▸ **THE INPUT**
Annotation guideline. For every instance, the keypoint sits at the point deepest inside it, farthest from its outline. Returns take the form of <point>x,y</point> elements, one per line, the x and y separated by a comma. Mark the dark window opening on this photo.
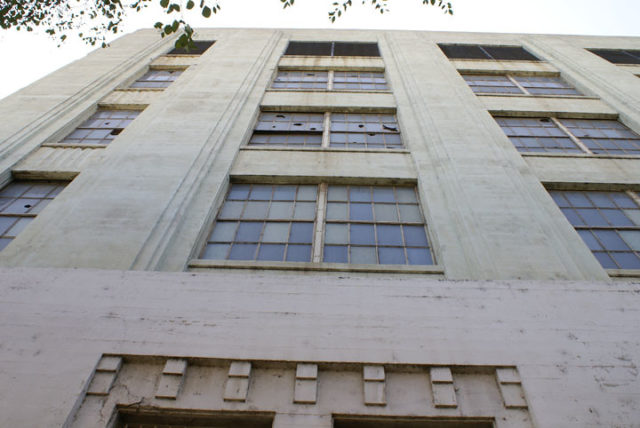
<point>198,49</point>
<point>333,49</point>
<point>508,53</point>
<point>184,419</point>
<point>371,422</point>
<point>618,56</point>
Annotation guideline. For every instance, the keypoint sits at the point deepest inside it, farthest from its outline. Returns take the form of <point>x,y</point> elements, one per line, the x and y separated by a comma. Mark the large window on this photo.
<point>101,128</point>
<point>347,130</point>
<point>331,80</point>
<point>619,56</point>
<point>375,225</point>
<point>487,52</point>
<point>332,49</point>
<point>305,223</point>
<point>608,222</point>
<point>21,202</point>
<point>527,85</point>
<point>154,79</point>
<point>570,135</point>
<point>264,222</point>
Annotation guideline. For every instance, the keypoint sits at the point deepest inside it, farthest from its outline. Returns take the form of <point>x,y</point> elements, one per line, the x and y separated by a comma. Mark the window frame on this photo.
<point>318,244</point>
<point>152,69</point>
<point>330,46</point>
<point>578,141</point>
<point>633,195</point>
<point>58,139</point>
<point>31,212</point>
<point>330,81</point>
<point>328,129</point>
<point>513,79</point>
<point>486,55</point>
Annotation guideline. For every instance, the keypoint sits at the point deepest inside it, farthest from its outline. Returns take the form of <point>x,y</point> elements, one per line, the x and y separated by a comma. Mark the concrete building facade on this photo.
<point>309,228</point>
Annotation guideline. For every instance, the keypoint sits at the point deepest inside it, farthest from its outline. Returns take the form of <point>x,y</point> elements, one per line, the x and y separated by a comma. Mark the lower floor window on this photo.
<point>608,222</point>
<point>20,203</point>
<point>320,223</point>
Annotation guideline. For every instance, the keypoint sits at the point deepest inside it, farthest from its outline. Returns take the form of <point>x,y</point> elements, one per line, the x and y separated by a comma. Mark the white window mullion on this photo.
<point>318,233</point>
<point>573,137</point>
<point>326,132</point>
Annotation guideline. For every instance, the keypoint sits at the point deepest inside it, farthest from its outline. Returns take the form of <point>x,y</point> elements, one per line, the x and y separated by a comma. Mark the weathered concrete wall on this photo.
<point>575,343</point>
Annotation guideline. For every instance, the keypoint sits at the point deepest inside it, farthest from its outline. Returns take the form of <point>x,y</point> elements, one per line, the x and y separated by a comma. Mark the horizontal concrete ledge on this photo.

▸ **AIM OF THE EXERCISE**
With the images removed, reproduce all the material above word for word.

▸ **TASK RESPONSE**
Annotation guideline. For every instance, the keypoint sits at the point deepest inside it, farthest from its outline. Returns take the form of <point>x,y</point> elements, one per line, the x and y separated by a comma. Mark the dark window opening on this photo.
<point>198,49</point>
<point>333,49</point>
<point>508,53</point>
<point>184,419</point>
<point>371,422</point>
<point>618,56</point>
Annotation guideline. For every instance, the keypoint sits at the point deepest inside it, farthest from its outline. Returns take the form of <point>x,y</point> elements, one per line, the x and y separated by a comma. Mark the large window on this photo.
<point>101,128</point>
<point>347,130</point>
<point>331,80</point>
<point>619,56</point>
<point>375,225</point>
<point>487,52</point>
<point>332,49</point>
<point>305,223</point>
<point>608,222</point>
<point>21,202</point>
<point>527,85</point>
<point>154,79</point>
<point>570,135</point>
<point>264,222</point>
Annotation guideline. For every instance, the keypoint sits at the point deepest inside it, farthest from its outline. Returns take the form of <point>x,y</point> elements, one per line, the x and y separated by a comma. Mark the window frame on this photo.
<point>318,244</point>
<point>152,69</point>
<point>330,46</point>
<point>578,141</point>
<point>633,195</point>
<point>58,139</point>
<point>31,212</point>
<point>330,81</point>
<point>328,129</point>
<point>513,79</point>
<point>486,55</point>
Annotation guideline. For every instance, the keypoint sits at the point deepest inside it, farthest from its outline. Returns take the form of <point>x,y</point> elements, one per line, the x and y separated by a comma. Mark the concrete building facade on this photo.
<point>309,228</point>
Annotation guideline. For every instance, the keypoint sits at the point deepest inside it, farthest from its outline. Returns take the form of <point>x,y</point> elements, one per line, the x and y separated by a comma. Mark the lower floor window on this photo.
<point>608,222</point>
<point>20,203</point>
<point>320,223</point>
Annotation guideline. For every instance, the keypoint sits at the point deepest inside it, farthest from its outline. Returns take the form of <point>x,y</point> elements, one per line, the x and y separated by a comma. Mark the white window mullion on this photo.
<point>318,233</point>
<point>573,137</point>
<point>326,132</point>
Annotation guideline. For every instance, the keypoint sits at the point deepest inside it, farthest from its outline. Returns take the form of <point>x,y</point> elements, one per line, the x and y separated by a comma. Mark the weathered concrete wall on this photo.
<point>575,343</point>
Annotation guideline. For every instance, the keypoint sits at the point deepest inside it, farthest from its outline. Returns take the form of <point>x,y</point> elements, one per line, the x and y separated by a comma. Mark the horizontal concrete ledge on this photo.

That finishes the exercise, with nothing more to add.